# Start of PROVIDED TEXT

Astronomers Map One of the Universe's Largest Known Structures, Hidden Behind the Milky Way
TL;DR
An international team led by the University of Cape Town has produced the first full map of the Vela Supercluster — a colossal mass concentration of 33.8 × 10¹⁶ solar masses stretching 300 million light-years across, hidden for decades behind the Milky Way's Zone of Avoidance. The mapping, achieved through a novel hybrid technique combining 65,000 galaxy distances with 8,000 new radio and optical observations from South Africa's MeerKAT and SALT telescopes, reveals a structure that rivals the Shapley Concentration and may help explain the anomalous motion of our Local Group of galaxies.
Behind the Milky Way's Curtain: How Astronomers Finally Mapped the Vela Supercluster, One of the Universe's Largest Hidden Structures
For a decade, astronomers knew something enormous lurked behind the dense band of stars and dust that forms the Milky Way's disk. In March 2026, they finally saw it clearly. An international research team published the first comprehensive map of the Vela Supercluster — a structure containing mass equivalent to roughly 30 million billion suns, sprawling across 300 million light-years of space, and located about 800 million light-years from Earth .

# End of PROVIDED TEXT
# Start of ENTRIES PROVIDED

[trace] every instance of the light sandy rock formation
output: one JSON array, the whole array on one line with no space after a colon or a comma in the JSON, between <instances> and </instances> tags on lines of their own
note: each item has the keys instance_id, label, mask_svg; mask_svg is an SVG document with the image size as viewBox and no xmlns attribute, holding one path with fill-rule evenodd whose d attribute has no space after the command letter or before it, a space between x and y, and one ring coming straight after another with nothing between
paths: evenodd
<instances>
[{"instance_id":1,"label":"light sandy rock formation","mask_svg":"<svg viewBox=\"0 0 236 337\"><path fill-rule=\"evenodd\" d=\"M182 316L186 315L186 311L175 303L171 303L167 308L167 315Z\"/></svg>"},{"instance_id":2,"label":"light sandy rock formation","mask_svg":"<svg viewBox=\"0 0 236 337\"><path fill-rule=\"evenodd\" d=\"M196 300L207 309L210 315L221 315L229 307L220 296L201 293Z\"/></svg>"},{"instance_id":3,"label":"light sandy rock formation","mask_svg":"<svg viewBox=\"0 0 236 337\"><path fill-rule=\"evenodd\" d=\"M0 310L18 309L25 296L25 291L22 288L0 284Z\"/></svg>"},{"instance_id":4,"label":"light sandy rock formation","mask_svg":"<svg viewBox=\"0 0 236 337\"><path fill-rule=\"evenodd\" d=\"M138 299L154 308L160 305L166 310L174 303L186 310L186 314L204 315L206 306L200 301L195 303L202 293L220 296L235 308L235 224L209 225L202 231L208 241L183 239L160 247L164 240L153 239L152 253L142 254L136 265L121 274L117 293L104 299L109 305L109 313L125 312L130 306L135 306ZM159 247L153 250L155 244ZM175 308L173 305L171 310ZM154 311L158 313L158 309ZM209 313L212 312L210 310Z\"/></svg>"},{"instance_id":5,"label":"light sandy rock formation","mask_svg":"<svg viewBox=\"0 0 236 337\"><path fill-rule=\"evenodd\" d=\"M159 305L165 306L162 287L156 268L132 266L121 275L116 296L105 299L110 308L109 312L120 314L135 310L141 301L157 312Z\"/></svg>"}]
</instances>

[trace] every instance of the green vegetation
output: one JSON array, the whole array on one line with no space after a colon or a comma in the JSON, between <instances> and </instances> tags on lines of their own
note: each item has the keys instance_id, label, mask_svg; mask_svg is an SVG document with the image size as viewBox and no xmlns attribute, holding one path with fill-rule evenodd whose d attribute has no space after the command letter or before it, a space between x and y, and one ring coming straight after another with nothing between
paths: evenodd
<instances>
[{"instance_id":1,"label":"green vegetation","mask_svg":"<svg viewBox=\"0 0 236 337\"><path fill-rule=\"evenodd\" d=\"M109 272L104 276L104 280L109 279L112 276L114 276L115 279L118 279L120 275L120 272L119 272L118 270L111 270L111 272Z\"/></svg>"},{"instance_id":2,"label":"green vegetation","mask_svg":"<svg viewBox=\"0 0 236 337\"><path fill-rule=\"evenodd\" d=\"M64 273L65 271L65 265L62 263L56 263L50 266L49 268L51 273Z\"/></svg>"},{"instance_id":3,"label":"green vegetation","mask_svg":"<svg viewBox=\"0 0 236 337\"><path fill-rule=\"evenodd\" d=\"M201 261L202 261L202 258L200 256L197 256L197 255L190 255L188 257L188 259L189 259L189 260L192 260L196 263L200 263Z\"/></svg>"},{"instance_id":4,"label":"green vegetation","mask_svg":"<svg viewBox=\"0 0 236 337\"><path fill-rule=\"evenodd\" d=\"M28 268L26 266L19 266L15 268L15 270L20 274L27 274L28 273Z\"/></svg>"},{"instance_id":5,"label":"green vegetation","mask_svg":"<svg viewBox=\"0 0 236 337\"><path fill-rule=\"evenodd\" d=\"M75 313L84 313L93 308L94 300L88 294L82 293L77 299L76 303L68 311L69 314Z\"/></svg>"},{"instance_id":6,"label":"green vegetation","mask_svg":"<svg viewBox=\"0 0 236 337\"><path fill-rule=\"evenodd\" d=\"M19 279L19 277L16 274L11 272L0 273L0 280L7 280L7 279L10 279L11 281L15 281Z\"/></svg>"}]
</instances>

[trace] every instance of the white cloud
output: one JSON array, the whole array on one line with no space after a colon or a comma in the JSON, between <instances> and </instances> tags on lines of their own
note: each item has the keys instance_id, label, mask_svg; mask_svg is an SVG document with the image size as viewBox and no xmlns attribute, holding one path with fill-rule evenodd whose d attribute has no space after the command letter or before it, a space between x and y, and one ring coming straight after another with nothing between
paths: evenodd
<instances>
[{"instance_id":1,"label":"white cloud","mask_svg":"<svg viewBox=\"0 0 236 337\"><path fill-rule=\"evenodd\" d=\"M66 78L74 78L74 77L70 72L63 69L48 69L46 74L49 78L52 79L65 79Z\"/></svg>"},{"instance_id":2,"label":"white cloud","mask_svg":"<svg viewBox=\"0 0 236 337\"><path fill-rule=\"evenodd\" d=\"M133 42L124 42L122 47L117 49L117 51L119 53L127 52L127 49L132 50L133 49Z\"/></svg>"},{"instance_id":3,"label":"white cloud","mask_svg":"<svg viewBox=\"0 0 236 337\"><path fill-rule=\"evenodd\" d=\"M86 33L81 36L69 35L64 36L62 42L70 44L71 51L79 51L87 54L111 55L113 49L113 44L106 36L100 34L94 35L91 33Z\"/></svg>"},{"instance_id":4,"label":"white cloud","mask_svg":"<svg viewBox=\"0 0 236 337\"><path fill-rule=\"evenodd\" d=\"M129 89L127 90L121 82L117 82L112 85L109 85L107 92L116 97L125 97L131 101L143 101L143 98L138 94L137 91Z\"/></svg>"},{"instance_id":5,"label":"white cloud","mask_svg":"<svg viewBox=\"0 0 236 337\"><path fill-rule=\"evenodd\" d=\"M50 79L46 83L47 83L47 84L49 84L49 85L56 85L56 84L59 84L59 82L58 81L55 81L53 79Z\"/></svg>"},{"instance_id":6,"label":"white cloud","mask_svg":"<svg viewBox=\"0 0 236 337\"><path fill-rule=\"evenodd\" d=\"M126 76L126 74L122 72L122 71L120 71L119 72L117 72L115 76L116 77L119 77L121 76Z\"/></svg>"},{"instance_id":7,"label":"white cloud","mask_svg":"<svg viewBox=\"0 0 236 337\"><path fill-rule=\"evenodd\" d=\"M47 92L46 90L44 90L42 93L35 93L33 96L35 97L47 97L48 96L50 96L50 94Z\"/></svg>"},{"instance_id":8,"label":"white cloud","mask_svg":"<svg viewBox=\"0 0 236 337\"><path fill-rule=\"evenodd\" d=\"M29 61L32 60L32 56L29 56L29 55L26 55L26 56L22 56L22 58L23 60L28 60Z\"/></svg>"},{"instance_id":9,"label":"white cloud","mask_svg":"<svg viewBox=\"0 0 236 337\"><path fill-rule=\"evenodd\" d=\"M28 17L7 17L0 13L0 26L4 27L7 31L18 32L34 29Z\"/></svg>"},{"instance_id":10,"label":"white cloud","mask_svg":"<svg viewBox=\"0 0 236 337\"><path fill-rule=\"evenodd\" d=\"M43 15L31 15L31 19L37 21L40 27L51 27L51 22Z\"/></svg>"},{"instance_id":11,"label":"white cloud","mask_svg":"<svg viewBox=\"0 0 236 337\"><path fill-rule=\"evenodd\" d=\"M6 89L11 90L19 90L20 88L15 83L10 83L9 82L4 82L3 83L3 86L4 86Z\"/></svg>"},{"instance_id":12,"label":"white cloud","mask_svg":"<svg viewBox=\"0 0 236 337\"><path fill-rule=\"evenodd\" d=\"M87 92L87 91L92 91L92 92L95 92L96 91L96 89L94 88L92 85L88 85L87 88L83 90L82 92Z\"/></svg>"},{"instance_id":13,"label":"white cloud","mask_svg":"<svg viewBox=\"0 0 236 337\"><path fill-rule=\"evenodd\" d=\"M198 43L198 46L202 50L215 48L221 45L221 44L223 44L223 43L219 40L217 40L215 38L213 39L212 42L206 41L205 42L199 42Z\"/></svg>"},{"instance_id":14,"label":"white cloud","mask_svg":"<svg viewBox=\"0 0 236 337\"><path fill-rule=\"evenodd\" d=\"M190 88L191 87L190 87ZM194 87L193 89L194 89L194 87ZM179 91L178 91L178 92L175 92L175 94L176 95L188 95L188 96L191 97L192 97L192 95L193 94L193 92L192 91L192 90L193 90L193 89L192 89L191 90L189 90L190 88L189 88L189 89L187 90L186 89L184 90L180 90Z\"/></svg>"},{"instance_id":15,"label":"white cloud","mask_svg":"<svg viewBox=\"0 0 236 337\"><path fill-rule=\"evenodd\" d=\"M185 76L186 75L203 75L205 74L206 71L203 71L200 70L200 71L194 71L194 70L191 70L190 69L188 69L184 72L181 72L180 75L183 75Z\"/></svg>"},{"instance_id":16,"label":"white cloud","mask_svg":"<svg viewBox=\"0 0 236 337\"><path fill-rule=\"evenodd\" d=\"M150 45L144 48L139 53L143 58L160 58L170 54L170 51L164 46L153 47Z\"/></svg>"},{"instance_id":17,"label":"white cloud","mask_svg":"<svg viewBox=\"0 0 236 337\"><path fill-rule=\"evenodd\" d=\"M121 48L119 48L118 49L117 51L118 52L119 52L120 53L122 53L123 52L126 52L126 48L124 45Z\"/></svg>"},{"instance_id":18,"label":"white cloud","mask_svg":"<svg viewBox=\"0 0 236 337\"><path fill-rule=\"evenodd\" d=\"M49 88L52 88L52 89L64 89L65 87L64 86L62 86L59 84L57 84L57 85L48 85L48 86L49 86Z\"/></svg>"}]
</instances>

# End of ENTRIES PROVIDED

**GIVEN EXERCISE 1**
According to the Vela Supercluster article, which two South African telescopes supplied the new radio and optical observations?
**GIVEN EXERCISE 2**
Write the next part of the Vela Supercluster article, picking up after its final sentence.

**EXERCISE ANSWER 1**
MeerKAT and SALT.

**EXERCISE ANSWER 2**
The findings, submitted to the journal Astronomy & Astrophysics and posted to the arXiv preprint server on March 10, 2026, represent the culmination of more than ten years of observations aimed at piercing the Milky Way's so-called "Zone of Avoidance" — the swath of sky where our own galaxy's gas, dust, and stars block the view of everything behind it .
The Zone of Avoidance: A Blind Spot in Our Map of the Universe
The Zone of Avoidance (ZoA) is not a physical region of space but an observational limitation. The Milky Way's galactic plane, rich with interstellar dust and billions of foreground stars, attenuates and scatters light from distant galaxies. At optical wavelengths, this obscuration blocks roughly 20% of the extragalactic sky . That means one-fifth of the cosmic web — the vast network of galaxy filaments, clusters, and voids that constitutes the large-scale structure of the universe — has remained partially or entirely unmapped.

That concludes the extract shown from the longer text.